Start of Block
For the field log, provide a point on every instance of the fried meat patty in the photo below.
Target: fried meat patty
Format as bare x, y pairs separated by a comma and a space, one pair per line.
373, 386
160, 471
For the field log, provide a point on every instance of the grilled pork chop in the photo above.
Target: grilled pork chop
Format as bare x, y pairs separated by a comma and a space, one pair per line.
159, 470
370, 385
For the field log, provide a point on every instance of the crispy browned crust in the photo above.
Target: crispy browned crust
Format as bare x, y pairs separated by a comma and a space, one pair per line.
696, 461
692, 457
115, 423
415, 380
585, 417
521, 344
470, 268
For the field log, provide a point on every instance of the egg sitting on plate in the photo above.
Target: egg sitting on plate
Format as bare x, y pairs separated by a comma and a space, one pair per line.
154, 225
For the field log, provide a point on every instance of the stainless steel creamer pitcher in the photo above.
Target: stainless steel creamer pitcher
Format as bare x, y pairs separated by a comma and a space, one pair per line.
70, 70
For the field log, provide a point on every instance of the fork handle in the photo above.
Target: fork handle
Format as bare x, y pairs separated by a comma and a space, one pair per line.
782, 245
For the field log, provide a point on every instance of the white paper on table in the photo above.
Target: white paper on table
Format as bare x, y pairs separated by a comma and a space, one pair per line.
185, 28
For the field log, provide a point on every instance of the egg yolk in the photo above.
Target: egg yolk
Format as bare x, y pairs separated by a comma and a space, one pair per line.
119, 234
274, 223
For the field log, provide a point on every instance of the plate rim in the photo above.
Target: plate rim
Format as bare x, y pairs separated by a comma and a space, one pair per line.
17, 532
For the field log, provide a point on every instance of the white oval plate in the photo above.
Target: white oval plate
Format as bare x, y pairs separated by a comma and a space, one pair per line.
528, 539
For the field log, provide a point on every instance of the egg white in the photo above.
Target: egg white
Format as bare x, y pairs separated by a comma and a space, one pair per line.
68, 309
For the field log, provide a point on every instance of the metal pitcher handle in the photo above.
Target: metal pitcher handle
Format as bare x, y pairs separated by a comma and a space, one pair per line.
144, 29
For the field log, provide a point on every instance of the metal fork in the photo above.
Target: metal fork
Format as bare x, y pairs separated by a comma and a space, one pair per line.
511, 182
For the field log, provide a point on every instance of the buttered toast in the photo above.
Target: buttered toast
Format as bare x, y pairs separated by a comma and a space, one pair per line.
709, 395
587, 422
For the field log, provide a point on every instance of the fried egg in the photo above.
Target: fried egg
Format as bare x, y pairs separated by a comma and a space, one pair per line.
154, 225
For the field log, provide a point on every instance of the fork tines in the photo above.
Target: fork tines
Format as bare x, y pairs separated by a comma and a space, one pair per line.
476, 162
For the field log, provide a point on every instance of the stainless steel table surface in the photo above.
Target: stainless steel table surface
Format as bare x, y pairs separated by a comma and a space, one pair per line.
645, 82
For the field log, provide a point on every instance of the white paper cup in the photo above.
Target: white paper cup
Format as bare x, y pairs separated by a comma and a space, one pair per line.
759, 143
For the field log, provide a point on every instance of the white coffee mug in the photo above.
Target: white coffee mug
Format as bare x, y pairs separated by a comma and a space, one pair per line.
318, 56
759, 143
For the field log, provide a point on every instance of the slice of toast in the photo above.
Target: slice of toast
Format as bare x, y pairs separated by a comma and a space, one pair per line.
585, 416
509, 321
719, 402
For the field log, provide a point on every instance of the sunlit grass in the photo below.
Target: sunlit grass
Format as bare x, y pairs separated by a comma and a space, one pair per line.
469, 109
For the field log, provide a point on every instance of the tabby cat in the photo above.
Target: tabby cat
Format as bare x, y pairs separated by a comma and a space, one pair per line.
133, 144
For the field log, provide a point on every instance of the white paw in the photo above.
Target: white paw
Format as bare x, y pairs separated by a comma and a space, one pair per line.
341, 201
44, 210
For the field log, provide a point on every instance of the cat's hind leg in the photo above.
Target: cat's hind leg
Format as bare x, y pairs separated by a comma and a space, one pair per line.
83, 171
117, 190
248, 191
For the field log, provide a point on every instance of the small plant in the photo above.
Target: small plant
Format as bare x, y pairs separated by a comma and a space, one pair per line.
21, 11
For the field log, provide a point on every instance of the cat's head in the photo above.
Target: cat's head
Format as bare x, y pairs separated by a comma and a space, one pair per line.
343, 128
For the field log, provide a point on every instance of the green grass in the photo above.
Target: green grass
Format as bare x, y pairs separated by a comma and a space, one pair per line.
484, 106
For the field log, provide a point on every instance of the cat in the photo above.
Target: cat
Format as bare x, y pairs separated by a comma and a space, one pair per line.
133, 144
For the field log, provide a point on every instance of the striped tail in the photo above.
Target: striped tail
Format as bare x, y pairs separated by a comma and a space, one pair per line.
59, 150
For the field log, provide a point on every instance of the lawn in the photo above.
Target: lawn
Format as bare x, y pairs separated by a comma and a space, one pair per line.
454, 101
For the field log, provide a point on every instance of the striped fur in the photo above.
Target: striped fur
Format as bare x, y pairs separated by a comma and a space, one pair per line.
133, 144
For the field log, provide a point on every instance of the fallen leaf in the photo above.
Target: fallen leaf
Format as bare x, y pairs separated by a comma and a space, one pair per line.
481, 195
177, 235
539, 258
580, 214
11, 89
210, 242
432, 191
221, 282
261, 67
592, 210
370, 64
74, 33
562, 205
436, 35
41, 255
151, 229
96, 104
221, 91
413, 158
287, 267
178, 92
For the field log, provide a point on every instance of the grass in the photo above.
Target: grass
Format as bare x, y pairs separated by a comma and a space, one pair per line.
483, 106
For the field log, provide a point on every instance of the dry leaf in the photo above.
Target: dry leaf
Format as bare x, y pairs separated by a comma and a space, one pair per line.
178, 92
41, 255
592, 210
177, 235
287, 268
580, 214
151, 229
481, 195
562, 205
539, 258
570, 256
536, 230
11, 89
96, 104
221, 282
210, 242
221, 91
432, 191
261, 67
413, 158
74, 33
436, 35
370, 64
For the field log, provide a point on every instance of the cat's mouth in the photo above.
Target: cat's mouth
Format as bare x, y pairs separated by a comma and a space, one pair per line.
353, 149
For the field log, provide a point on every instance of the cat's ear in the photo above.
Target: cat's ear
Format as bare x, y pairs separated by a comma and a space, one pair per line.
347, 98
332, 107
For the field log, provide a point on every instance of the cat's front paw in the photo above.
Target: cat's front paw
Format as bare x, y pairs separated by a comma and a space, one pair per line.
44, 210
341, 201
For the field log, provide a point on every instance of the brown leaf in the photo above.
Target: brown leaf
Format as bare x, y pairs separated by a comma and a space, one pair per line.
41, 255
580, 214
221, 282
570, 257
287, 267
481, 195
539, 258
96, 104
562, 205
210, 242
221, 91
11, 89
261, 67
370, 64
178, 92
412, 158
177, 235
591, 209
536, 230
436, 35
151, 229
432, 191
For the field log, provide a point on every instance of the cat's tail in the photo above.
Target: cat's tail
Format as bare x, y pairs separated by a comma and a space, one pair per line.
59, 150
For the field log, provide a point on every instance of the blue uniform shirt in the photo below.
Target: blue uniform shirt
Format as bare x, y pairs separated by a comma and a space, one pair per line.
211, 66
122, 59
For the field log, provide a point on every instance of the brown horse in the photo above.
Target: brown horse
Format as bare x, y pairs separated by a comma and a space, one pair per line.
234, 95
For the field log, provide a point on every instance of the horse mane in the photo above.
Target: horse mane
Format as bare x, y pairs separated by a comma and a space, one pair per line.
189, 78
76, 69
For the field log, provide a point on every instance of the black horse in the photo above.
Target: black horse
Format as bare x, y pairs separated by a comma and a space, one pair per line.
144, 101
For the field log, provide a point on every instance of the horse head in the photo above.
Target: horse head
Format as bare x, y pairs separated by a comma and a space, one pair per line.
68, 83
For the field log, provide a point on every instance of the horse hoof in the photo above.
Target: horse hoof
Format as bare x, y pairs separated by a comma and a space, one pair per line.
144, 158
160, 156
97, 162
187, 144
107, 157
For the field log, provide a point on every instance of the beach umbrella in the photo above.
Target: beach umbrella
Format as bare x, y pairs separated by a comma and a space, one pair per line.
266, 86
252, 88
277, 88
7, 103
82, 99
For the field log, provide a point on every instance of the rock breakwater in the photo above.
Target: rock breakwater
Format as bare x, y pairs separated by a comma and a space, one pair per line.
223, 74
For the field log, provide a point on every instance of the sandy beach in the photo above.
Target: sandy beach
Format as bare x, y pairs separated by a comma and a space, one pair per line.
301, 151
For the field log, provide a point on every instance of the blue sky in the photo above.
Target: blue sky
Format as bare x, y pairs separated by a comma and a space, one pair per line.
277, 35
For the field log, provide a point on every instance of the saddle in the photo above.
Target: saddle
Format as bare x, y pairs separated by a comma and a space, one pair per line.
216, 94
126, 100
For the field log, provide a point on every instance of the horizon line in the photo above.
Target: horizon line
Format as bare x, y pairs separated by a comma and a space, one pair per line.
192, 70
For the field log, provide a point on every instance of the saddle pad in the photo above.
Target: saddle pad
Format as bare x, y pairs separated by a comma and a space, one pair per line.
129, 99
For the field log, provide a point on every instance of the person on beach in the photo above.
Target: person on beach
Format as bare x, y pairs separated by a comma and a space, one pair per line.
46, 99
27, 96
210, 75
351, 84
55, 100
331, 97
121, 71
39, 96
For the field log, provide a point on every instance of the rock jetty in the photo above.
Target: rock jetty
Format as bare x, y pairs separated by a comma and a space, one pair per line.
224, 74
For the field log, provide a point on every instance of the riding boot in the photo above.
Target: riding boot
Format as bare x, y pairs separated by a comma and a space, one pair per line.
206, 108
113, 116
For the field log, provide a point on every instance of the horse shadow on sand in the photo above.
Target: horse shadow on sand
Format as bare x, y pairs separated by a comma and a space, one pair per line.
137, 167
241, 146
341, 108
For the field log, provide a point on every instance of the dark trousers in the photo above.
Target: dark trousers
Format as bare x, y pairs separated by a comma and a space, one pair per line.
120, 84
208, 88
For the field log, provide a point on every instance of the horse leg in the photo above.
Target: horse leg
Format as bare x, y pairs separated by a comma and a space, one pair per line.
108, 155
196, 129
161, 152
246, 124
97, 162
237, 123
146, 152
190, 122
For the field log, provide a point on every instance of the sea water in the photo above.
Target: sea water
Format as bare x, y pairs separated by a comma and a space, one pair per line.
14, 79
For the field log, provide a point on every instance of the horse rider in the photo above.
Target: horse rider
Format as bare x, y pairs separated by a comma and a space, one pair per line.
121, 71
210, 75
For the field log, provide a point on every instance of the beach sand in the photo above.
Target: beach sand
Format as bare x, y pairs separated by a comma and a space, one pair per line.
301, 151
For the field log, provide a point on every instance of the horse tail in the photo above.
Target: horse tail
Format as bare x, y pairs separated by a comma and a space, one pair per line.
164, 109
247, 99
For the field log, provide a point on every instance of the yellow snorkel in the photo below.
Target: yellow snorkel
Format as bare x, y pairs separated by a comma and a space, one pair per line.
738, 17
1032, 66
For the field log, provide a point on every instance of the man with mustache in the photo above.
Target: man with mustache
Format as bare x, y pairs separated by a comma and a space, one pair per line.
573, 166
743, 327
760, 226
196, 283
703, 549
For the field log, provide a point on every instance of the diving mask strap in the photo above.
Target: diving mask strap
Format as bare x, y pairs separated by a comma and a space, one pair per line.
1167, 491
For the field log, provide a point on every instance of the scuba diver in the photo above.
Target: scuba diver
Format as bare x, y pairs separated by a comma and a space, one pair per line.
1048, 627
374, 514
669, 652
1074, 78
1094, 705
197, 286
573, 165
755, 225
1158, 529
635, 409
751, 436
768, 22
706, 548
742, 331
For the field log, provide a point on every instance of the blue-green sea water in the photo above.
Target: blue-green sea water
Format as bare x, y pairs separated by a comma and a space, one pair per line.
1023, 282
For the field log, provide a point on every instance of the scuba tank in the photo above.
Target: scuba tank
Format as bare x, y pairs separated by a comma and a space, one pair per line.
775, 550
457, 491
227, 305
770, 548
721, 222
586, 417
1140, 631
End of Block
→ Work to be completed: If the word "strap" appears in a line above, copy that line.

→ Exercise response:
For the field log, provide a point on every instance of the diving mask strap in the photo above.
Target: diving mask strap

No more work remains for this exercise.